_TUGAS DIKERJAKAN_:
1 > Menurut teks tentang bimbingan belajar di Pohrubuh, sudah berapa lama program bimbingan belajar itu berjalan?
2 > Sebutkan semua hari pelaksanaan bimbingan belajar menurut teks tentang bimbingan belajar di Pohrubuh.
3 > Tentukan apakah setiap pernyataan berikut sesuai dengan teks tentang bimbingan belajar di Pohrubuh. Jawab ya atau tidak, lalu kutip kata-kata penentunya dari teks.
(a) Program ini diprakarsai oleh PMII Cabang Sleman.
(b) Bimbingan belajar ini hanya ditujukan bagi siswa sekolah dasar.
(c) Ide awal Departemen Aksosjar adalah program pengajaran gratis bagi anak jalanan.

_TEKS YANG DIBERIKAN_:
########################################
Jam di dinding belum genap menunjukkan pukul 19.00 WIB. Dengan pakaian yang agak basah oleh hujan dan tubuh yang cukup letih karena sebelumnya kuliah dari pagi hingga sore, tiga mahasiswa menyusuri jalanan yang masih becek. Namun, rasa letih itu seketika hilang saat melihat hampir dua puluhan anak menunggu mereka di sebuah emper rumah dengan penerangan seadanya sambil berceloteh ceria.
Sepenggal
peristiwa tadi adalah suasana yang akrab dijumpai setiap petang pada hari
Senin, Rabu dan Jum’at di sudut Dusun Pohrubuh. Pada hari-hari itu lah
berlangsung program bimbingan belajar
untuk siswa sekolah dasar dan sekolah menengah pertama di lingkungan warga RW
52 Dusun Pohrubuh dilaksanakan. Program yang diprakarsai oleh keluarga besar
Pergerakan Mahasiswa Islam Indonesia (PMII) Cabang Sleman ini telah berjalan
kurang lebih dua bulan.
Terciptanya
program ini bermula dari ide Departemen Aksi Sosial dan Jaringan (Aksosjar) PMII
Komisariat Gadjah Mada yang menghendaki adanya program pengajaran gratis bagi
anak jalanan sebagai salah satu bentuk pengabdian masyarakat. “Namun, berhubung
saat itu juga ada permintaan dari warga Pohrubuh untuk memberikan bimbingan
belajar intensif bagi anak-anak kelas 6 sekolah dasar di sana maka dipilih yang
di Pohrubuh dengan harapan program kami lebih maksimal nantinya karena lebih
dekat,” terang Maryama Nihayah staff Departemen Aksosjar sekaligus pengurus
harian program bimbingan belajar tersebut.
########################################
_DATA TERCATAT_:
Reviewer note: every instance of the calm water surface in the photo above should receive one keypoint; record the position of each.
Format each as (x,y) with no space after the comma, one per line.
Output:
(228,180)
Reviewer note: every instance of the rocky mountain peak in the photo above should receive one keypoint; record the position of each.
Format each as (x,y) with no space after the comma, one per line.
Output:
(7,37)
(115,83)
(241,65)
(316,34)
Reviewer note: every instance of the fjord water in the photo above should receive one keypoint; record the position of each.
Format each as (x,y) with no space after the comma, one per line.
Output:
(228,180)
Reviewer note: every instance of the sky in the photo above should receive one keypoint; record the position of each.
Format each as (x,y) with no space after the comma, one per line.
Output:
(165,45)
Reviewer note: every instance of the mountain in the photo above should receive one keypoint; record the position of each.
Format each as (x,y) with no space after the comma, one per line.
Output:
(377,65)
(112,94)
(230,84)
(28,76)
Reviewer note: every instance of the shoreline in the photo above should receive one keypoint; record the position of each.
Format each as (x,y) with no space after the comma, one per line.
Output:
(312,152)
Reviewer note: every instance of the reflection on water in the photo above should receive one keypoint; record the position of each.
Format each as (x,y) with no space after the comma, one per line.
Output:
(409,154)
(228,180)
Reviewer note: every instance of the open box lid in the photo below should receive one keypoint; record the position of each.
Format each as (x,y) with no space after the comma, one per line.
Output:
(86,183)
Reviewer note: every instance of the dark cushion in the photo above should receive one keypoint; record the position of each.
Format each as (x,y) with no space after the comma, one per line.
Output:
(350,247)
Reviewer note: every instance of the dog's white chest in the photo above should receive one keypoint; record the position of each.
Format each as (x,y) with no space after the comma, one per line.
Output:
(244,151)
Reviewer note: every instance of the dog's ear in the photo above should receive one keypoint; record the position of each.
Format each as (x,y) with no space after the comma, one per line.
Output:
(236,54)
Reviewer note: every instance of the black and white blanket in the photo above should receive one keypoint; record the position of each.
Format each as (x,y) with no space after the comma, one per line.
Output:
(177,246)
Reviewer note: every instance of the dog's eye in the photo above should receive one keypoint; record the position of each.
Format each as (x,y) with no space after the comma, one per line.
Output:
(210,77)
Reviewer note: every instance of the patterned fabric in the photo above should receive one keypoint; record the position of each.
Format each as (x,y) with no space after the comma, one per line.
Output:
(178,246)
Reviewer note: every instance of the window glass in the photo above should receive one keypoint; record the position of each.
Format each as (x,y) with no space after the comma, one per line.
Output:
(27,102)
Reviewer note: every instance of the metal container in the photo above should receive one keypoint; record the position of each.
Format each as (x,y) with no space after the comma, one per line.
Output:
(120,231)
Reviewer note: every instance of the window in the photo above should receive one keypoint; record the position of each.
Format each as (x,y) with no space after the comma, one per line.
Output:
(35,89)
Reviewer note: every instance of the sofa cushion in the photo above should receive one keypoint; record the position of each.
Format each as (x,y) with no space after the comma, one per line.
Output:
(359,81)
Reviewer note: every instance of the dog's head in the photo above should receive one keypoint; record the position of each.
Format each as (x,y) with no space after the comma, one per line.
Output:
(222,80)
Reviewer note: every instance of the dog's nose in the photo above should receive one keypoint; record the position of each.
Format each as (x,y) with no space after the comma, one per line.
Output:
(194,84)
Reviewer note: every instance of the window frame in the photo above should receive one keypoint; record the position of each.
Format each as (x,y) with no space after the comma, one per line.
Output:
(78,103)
########################################
_JAWABAN TUGAS_:
1 > Kurang lebih dua bulan.

2 > Senin, Rabu, dan Jum’at.

3 >
(a) Ya: "Program yang diprakarsai oleh keluarga besar Pergerakan Mahasiswa Islam Indonesia (PMII) Cabang Sleman"
(b) Tidak: "untuk siswa sekolah dasar dan sekolah menengah pertama"
(c) Ya: "program pengajaran gratis bagi anak jalanan"